**Text provided**
-- START --
[HN Gopher] Storing Data in Control Flow
       ___________________________________________________________________
        
       Storing Data in Control Flow
        
       Author : chmaynard
       Score  : 56 points
       Date   : 2023-07-11 18:56 UTC (4 hours ago)
        
 (HTM) web link (research.swtch.com)
 (TXT) w3m dump (research.swtch.com)
        
       | kccqzy wrote:
       | I have second thoughts on the author's assertion that "When it's
       | possible to store state in code instead, that often leads to a
       | clearer program."
       | 
       | I have found that an explicit state machine can be more readable
       | when there are many states. When there are too many states, a
       | straightforward transformation to control flow often cannot
       | eliminate all the "goto"s like the author successfully did. Even
       | if they were eliminated, there are usually too many nested "if"
       | conditions and the like to be easily readable. That's the kind of
       | spaghetti code that first inspired a ban on goto. (And that's not
       | even including cases when you are writing code to a spec that's a
       | state machine, like the TCP state machine.)
       | 
       | What I personally like, sometimes, is to make the state variable
       | an enum and give names to be states. State 0 becomes
       | kBeforeStart, state 1 becomes kInsideQuote, state 2 becomes
       | kAfterBackslash. It suddenly now becomes intuitive. If you've
       | written any kind of emulator or interpreter it's even more
       | intuitive, because the state machine is just the DFA expanded
       | from the regular expression. If I'm using a language with
       | guaranteed tail calls, I can also replace each case in that
       | switch by a separate named function.
       | 
       | It's possible to write clear and readable code in either style.
-- END --
**Information shown**
-- START --
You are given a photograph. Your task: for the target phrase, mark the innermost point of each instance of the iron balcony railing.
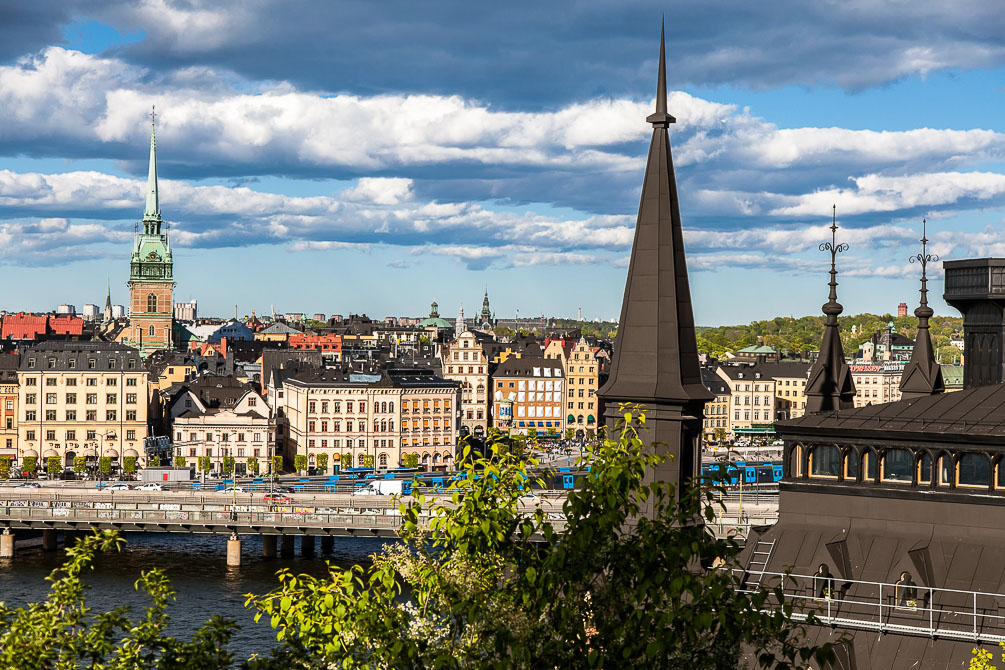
-- END --
**Problems**
**A)** In the forum thread, what name does the commenter give to state 1 after turning the state variable into an enum?
**B)** Repeat the stretch of the forum thread from "Author : chmaynard" through "w3m dump (research.swtch.com)".
**C)** Write what comes next in the forum thread on storing data in control flow, starting after its last sentence.
The data is unrelated to the forum thread on storing data in control flow.

**Outputs for the tasks**
**A)** kInsideQuote

**B)**
Author : chmaynard
       Score  : 56 points
       Date   : 2023-07-11 18:56 UTC (4 hours ago)
        
 (HTM) web link (research.swtch.com)
 (TXT) w3m dump (research.swtch.com)

**C)**
       | Doing so requires skill and expertise, of which I don't think the
       | author lacks.
        
       | binary132 wrote:
       | This makes me think of tries. You don't actually need to store
       | the value at the leaf if you simply accumulate the path traversed
       | in the traversal function. Of course sometimes it's more
       | efficient to store values.
        
       | samsquire wrote:
       | Thanks for this.
       | 
       | I think high level control over control flow manipulation is
       | really underrated and underutilised in programming languages.
       | 
       | For example, the decision where to jump is extremely powerful but
       | the primitives we have for it are weak. (Exceptions, algebraic
       | effects, if statements)
       | 
       | Inheritance controls control flow but doesn't actually solve the
       | pattern of desired behaviour and code organisation most people
       | want.
       | 
       | One idea I am exploring is the idea that efficient control flow
       | can be compiled from the inferred relationships of a rule engine.
       | 
       | Information systems should be used to create all the
       | relationships between data and associations of desired behaviour
       | to data values or partial data values.
       | 
       | Then all the if statements, switch statements and vtables can be
       | inferred.
       | 
       | In other words the types the code operates on is inferred from
       | desired behaviour based on state.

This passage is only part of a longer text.